DIRECTIONS —
Present the rows below as a numbered list, from the start of the rows through the line that contains "[703,180,711,265]", and leave out any blank lines.

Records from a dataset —
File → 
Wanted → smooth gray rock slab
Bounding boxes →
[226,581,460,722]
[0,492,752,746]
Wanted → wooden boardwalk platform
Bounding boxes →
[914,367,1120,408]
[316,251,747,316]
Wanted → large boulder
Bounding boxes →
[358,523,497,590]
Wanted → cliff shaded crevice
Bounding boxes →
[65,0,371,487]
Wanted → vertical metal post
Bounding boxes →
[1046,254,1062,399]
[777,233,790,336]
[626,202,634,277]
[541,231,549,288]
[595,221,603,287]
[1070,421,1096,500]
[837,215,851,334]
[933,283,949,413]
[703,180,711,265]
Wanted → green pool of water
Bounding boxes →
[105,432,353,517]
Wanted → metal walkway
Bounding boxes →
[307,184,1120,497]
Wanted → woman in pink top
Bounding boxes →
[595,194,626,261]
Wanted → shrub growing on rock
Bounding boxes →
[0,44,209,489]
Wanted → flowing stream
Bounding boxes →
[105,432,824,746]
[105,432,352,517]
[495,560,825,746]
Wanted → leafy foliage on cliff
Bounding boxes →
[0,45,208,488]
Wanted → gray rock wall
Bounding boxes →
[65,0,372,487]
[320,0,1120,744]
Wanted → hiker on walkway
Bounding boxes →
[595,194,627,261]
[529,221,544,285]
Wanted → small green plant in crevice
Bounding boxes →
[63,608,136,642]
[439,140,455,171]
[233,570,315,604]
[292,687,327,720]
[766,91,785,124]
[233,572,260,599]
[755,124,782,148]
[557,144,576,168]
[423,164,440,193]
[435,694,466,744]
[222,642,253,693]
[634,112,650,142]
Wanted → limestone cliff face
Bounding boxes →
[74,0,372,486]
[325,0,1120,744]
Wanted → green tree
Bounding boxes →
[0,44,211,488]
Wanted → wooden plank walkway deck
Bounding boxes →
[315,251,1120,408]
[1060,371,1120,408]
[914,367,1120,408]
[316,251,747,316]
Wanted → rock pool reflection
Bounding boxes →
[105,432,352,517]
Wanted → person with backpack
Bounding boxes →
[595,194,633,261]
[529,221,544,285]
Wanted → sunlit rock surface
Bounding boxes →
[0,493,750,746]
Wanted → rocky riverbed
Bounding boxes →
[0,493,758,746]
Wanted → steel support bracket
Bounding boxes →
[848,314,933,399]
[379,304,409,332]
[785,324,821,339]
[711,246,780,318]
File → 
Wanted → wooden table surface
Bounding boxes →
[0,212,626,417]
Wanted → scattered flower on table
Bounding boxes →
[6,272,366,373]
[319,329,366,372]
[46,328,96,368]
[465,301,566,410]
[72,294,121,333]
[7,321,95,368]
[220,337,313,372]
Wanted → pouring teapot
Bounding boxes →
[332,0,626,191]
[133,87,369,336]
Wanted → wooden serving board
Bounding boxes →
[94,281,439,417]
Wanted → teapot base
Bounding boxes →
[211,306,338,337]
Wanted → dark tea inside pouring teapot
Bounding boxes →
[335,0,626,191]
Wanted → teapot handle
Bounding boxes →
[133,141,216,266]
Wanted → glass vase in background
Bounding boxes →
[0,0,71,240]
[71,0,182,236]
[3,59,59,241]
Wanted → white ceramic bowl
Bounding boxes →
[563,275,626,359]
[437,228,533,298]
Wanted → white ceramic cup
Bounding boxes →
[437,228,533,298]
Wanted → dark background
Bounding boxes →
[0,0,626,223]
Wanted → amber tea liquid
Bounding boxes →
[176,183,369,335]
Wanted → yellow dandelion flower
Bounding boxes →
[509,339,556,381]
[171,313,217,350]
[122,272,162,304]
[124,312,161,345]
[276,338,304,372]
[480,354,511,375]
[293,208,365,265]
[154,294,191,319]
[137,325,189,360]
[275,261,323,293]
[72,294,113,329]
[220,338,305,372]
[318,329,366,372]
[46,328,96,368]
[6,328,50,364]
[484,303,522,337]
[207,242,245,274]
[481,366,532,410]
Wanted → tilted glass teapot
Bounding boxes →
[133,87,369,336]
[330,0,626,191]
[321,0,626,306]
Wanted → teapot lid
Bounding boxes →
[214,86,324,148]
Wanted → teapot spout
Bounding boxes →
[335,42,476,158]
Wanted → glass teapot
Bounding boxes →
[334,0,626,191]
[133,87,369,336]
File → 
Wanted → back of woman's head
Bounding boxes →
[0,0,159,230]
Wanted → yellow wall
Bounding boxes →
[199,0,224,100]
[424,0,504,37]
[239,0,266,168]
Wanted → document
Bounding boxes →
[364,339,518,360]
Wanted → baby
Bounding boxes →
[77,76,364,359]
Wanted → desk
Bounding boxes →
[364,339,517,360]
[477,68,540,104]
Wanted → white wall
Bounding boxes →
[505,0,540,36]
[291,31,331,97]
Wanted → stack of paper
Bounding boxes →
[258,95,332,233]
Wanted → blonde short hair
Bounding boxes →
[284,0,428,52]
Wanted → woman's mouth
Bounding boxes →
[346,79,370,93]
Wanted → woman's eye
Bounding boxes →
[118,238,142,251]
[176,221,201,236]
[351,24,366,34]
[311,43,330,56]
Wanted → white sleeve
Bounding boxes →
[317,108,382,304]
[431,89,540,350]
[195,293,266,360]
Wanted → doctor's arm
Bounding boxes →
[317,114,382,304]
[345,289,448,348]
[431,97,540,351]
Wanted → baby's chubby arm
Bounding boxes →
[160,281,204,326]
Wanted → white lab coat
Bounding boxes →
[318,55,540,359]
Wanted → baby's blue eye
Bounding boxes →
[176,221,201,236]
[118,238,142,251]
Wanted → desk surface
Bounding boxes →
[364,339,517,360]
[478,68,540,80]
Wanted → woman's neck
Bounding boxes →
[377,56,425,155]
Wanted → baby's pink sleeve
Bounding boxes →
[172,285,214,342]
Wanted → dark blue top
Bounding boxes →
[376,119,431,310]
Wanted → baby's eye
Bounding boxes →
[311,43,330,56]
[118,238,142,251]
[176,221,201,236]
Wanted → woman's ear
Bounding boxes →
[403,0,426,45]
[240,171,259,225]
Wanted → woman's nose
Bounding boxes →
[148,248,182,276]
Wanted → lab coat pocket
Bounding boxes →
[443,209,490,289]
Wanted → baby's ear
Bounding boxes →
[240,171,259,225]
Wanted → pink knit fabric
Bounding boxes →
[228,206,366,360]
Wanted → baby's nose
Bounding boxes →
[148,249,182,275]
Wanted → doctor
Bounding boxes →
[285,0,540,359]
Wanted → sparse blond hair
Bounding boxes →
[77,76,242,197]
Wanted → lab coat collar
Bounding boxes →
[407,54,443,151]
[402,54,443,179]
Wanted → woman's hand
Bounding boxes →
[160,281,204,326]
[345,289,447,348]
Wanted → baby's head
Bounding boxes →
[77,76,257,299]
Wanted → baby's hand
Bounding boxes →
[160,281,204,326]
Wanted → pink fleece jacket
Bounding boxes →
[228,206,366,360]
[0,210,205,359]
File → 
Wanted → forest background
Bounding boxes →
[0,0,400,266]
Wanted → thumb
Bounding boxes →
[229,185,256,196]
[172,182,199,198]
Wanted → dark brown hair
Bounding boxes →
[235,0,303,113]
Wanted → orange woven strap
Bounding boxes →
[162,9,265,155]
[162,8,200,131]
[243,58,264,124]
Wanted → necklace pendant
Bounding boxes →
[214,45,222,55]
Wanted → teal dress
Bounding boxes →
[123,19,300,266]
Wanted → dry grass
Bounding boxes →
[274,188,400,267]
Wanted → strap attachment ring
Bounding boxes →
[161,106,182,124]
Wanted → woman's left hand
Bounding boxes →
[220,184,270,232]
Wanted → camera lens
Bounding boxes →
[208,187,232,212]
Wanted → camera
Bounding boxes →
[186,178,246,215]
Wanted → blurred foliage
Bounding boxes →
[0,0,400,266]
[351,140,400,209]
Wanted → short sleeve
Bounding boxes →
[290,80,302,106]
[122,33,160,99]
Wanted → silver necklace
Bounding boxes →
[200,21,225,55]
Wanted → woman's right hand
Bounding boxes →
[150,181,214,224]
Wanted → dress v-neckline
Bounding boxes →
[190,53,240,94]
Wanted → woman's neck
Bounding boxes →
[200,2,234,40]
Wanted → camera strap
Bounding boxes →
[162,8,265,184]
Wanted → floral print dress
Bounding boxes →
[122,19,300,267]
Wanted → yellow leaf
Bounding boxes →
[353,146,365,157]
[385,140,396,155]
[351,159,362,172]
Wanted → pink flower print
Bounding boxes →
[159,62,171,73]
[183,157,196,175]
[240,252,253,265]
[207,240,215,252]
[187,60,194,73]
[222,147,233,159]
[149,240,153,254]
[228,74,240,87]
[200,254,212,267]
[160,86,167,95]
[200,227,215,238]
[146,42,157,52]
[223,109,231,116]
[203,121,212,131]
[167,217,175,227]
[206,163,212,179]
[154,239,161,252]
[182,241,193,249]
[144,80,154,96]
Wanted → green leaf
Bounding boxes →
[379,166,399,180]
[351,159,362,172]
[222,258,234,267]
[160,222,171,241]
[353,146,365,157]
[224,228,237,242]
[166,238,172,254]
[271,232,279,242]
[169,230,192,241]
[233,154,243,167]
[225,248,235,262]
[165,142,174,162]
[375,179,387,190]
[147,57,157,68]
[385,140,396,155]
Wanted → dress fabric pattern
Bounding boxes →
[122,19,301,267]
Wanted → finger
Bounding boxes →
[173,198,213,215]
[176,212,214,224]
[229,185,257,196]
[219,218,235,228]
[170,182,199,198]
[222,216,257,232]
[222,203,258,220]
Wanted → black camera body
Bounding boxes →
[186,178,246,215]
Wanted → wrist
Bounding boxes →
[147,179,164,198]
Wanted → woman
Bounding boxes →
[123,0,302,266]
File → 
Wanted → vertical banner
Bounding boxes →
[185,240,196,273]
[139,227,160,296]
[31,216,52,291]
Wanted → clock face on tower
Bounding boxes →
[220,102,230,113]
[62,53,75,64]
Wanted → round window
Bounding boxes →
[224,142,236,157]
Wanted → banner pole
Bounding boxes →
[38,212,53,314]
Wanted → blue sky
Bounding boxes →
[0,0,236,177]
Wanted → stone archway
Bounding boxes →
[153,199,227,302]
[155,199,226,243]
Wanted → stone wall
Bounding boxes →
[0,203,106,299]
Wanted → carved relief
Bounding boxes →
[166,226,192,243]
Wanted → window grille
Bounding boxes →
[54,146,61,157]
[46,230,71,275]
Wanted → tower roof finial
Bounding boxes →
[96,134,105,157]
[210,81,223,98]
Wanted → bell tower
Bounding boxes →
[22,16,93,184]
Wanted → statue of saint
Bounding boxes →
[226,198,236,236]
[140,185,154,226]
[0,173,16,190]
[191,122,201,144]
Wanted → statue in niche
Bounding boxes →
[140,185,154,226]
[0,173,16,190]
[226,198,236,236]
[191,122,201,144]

WORKED SOLUTION —
1. File → 
2. Wanted → smooth gray rock slab
3. Bounding boxes →
4. [226,581,460,722]
5. [0,492,752,746]
6. Wanted → wooden boardwalk platform
7. Bounding boxes →
8. [914,367,1120,408]
9. [316,251,747,316]
10. Wanted → large boulder
11. Bounding boxes →
12. [358,523,497,590]
13. Wanted → cliff shaded crevice
14. Bounding boxes →
15. [65,0,371,487]
16. Wanted → vertical metal post
17. Bounding boxes →
18. [1046,254,1062,399]
19. [777,233,790,336]
20. [626,202,634,277]
21. [541,231,549,288]
22. [595,221,603,287]
23. [1070,421,1096,500]
24. [837,215,851,334]
25. [933,283,949,413]
26. [703,180,711,265]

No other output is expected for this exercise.